» The exercise
Reproduce the records below from the first line through the line with "433,339,483,351", request included, increasing every coordinate in the answers by 86 while leaving the sample coordinates in the request unchanged. Leave the picture out of your reply.

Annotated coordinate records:
((
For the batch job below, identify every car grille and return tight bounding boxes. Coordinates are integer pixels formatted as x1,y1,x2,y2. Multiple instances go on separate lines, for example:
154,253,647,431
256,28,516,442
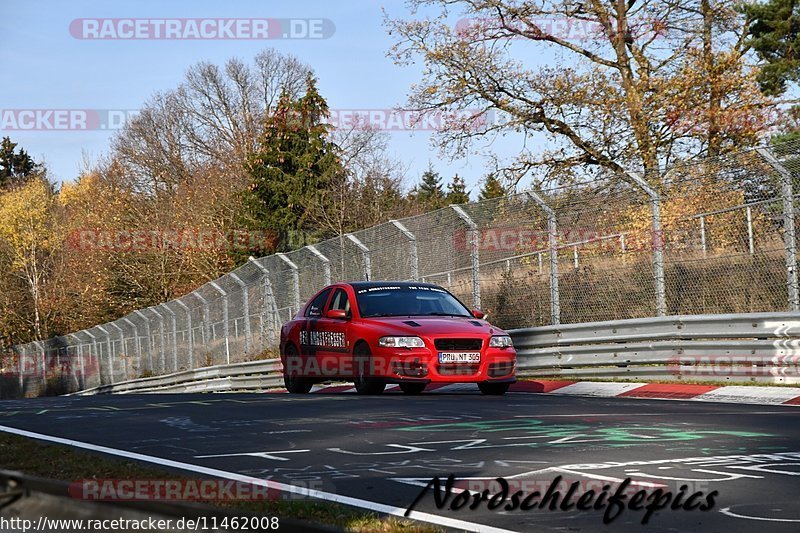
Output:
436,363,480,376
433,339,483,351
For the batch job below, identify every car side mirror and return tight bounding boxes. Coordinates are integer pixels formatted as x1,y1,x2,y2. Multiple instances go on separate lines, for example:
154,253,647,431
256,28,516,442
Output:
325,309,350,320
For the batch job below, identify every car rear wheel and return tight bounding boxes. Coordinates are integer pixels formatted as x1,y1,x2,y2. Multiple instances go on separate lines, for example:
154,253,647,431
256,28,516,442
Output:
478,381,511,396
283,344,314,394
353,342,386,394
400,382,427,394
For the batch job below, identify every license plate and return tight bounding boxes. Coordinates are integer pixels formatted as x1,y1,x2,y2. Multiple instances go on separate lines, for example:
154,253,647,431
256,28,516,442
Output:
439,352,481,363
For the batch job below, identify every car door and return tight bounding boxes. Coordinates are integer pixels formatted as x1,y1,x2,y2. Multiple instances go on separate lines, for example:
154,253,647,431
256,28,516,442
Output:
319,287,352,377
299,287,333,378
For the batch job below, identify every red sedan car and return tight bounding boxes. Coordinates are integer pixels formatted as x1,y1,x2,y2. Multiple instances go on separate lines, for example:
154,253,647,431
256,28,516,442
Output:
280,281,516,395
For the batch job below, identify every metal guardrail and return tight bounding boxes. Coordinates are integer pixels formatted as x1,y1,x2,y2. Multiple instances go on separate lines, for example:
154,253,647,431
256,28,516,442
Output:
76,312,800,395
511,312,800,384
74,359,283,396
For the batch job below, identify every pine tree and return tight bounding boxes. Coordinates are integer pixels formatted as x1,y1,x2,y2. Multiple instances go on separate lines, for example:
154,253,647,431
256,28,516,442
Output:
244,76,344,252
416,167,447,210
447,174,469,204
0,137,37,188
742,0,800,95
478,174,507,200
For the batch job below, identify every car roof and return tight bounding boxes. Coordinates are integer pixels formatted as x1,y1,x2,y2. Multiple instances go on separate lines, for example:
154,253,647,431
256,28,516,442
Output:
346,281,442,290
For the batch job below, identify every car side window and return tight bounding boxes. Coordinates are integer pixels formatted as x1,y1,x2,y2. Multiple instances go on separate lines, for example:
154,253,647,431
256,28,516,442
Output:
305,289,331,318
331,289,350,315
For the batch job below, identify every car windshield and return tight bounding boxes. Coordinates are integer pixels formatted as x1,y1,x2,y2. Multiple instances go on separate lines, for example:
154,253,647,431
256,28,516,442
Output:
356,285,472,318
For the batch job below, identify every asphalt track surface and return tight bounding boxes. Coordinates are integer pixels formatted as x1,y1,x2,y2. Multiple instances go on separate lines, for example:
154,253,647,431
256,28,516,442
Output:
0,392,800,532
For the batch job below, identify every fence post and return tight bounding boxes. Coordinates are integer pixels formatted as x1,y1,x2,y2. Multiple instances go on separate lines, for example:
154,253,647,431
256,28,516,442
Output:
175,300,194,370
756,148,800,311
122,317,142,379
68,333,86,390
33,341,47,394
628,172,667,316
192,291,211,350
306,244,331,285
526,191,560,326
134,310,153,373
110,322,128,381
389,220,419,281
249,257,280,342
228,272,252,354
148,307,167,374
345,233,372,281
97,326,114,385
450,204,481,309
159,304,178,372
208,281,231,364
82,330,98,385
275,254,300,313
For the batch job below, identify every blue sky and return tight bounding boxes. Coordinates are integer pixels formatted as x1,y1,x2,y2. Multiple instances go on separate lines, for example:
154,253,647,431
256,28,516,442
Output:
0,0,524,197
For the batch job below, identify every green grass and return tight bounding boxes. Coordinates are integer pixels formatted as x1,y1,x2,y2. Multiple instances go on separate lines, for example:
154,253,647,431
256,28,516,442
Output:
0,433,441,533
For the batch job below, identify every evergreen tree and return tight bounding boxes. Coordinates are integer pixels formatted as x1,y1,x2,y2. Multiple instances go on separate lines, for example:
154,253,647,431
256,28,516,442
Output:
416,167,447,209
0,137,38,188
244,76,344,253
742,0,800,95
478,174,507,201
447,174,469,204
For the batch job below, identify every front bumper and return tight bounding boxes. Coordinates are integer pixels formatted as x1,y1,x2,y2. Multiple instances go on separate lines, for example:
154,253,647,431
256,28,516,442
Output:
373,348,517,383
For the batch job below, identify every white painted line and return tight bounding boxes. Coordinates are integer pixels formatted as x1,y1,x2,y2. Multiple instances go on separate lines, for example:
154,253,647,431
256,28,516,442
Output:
))
» Complete output
For the batch job below, identify every car grille and return tight bounding boxes. Coordinates are integer pixels formatted as x1,y1,x2,y2. Multiple instances go on separate lines, for example:
154,253,647,431
256,28,516,442
Output:
522,449,566,462
519,425,569,437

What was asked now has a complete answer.